[Records]

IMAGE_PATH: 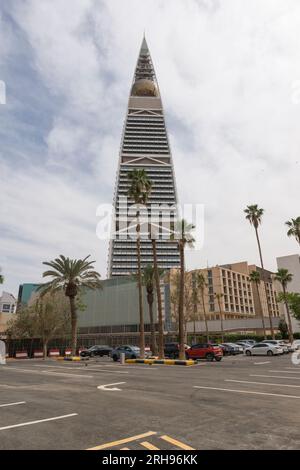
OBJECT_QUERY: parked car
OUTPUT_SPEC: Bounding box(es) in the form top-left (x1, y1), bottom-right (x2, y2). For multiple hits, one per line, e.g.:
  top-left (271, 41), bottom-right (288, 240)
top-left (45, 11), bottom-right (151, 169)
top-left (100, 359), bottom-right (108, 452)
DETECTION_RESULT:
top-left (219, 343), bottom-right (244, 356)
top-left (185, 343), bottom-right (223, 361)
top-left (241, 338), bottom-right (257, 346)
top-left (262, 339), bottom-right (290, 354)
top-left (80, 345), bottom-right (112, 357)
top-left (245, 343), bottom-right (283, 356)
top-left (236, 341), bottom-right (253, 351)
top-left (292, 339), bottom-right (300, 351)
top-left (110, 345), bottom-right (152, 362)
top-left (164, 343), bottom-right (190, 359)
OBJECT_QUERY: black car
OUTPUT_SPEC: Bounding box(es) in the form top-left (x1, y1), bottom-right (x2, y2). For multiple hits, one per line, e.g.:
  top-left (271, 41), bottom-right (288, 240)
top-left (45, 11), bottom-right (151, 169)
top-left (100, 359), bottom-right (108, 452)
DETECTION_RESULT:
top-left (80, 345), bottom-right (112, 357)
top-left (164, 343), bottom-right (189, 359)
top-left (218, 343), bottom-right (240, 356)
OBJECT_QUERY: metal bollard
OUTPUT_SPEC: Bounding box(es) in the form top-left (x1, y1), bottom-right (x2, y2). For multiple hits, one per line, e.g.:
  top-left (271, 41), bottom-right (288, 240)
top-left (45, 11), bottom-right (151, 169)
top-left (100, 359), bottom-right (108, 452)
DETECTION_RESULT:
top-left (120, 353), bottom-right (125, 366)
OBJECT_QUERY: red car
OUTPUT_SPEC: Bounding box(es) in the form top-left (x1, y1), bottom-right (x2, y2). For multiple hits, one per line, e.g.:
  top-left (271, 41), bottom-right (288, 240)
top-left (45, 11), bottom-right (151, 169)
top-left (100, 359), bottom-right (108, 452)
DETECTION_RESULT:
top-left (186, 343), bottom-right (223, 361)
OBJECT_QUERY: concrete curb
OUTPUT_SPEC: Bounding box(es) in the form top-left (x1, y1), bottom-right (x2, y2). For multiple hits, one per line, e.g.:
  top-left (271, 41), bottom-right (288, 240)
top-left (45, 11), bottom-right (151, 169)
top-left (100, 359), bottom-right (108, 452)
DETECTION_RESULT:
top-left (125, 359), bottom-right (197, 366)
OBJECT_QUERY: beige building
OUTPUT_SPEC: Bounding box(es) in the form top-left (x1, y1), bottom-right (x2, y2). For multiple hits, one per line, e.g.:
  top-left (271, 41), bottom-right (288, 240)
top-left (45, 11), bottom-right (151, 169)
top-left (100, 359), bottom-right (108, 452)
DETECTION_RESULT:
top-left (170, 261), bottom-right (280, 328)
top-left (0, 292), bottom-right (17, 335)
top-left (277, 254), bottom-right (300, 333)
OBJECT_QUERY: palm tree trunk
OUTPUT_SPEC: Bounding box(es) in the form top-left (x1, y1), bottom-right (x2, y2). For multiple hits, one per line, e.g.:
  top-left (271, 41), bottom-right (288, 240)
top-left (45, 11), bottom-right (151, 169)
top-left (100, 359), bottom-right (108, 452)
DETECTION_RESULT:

Work to be completed>
Please rewrite the lines from the one containing "OBJECT_QUERY: palm tree trunk" through the end of the entries above as a numbered list, leaving out any blank lines.

Response to this exercise>
1. OBJECT_QUERY: palm tree trunk
2. OUTPUT_SPEC: Bounding box(es) in the form top-left (x1, y1), bottom-right (x2, y2). For multiple hits, one per line, e.g.:
3.   top-left (271, 41), bottom-right (288, 240)
4. top-left (45, 11), bottom-right (151, 169)
5. top-left (100, 359), bottom-right (108, 452)
6. DETECTION_RESULT:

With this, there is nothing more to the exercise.